▶ _Given passage_:
start

Lemmy Sparkling Lemonade

I didn’t feel like thinking today so the soda I picked should make for a simple review.  Again we dip into the stash sent to us by Old 52 General Store.  From said stash I have pulled out Lemmy Sparkling Lemonade.  This should be easy, right?  Lemmy has been around since 1939, and judging by the art style their creepy lemon mascot has made that journey right along with them.  A couple of notes about the ingredients, it is noted that Lemmy is both made with cane sugar and real lemon juice.  So perhaps the drop of drool coming out of the creepy mascot lemon’s mouth is warranted.  I may make several more mentions of this creepy mascot, who I can only assume is Lemmy, but I’d still happily tote some merchandise with him on it.  The side of the bottle reads as such:  Since 1939 Lemmy is the original sparkling lemonade drink.  For the taste of fresh squeezed lemons, just say “Lemme have a Lemmy”.  Now that the bottle has told us what to expect flavor wise I think it’s time to find out if Lemmy is a liar.

Lemmy Sparkling Lemonade both looks and smells like lemonade.  That’s an insanely boring sentence, but it is what it is.  I will say that it’s a rather fresh burst of lemon that you get when you smell the bottle opening; hopefully the flavor is equally enjoyable.

end

▶ _Rows_:
start

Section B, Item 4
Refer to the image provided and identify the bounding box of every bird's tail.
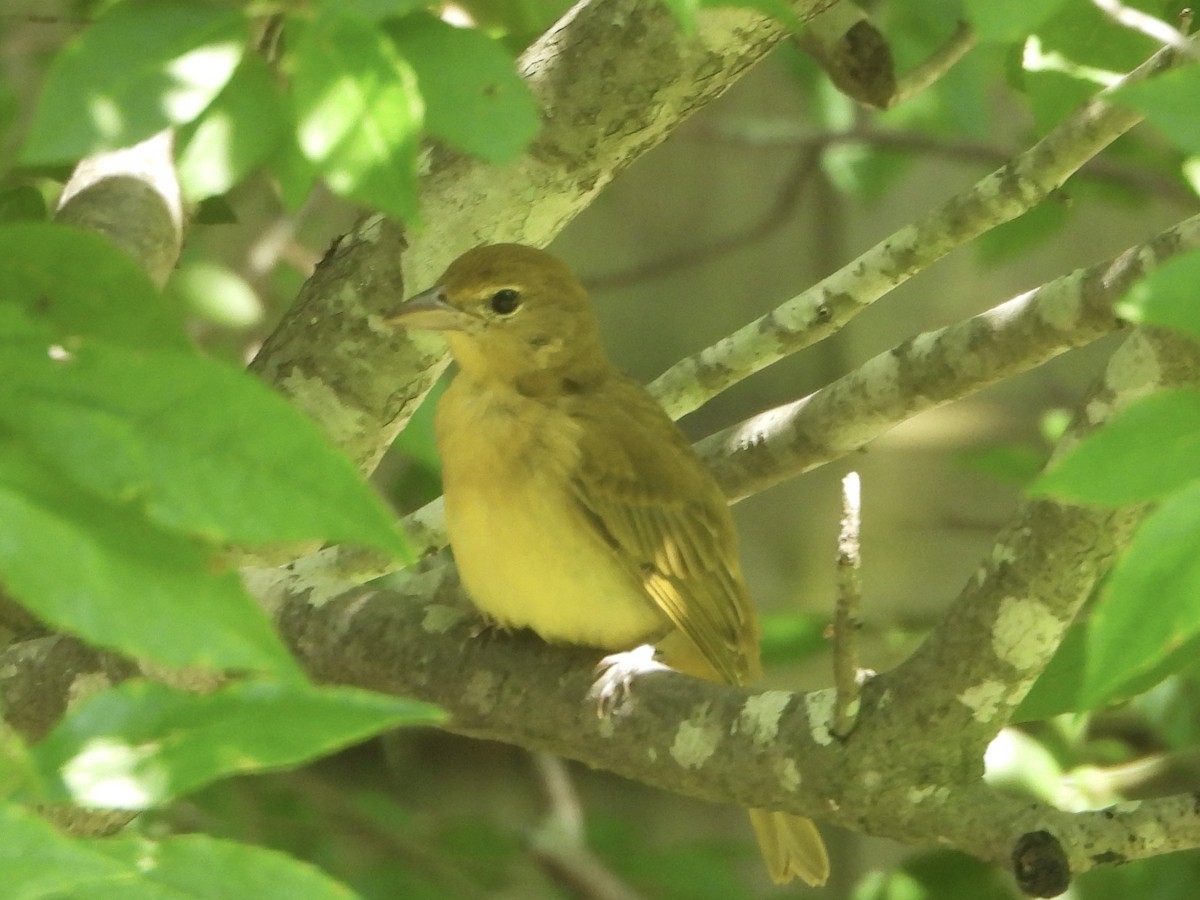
[750,809,829,887]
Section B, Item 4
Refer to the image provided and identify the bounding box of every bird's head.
[388,244,607,386]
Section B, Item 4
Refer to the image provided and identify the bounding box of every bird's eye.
[492,288,521,316]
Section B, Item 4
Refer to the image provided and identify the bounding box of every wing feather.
[572,378,758,683]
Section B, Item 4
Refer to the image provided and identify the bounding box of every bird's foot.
[588,643,668,719]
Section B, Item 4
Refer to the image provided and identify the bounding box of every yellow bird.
[390,244,829,884]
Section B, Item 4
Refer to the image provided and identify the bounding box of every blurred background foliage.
[0,0,1200,900]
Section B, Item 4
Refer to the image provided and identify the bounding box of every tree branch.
[696,215,1200,502]
[650,40,1176,418]
[243,0,822,472]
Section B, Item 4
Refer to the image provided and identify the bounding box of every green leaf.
[662,0,701,35]
[0,803,132,900]
[176,56,288,202]
[762,612,829,666]
[292,14,425,220]
[317,0,428,22]
[0,346,404,554]
[0,440,298,677]
[962,0,1066,43]
[167,259,263,329]
[1010,623,1087,725]
[34,680,442,809]
[1080,482,1200,709]
[976,198,1070,265]
[1031,388,1200,505]
[87,834,358,900]
[23,0,248,163]
[1111,66,1200,154]
[388,14,541,164]
[1117,250,1200,341]
[0,222,191,349]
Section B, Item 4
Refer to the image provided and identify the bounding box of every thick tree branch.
[246,208,1200,607]
[243,0,821,470]
[696,216,1200,500]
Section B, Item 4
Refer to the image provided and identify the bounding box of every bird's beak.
[386,286,478,331]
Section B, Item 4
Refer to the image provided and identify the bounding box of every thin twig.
[833,472,863,738]
[1092,0,1200,60]
[888,22,976,107]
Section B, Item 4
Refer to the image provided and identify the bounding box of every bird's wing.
[572,378,758,684]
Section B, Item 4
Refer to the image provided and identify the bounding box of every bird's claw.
[588,644,667,719]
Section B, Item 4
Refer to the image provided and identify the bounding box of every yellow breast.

end

▶ _Required tasks_:
1/ Please explain why the lemonade review says the drool coming from the lemon mascot's mouth may be warranted.
2/ According to the lemonade review, who sent the stash that Lemmy Sparkling Lemonade came from?

▶ _Final answers_:
1/ The reviewer notes that Lemmy is made with both cane sugar and real lemon juice. That is why the mascot's drool may be warranted.

2/ Old 52 General Store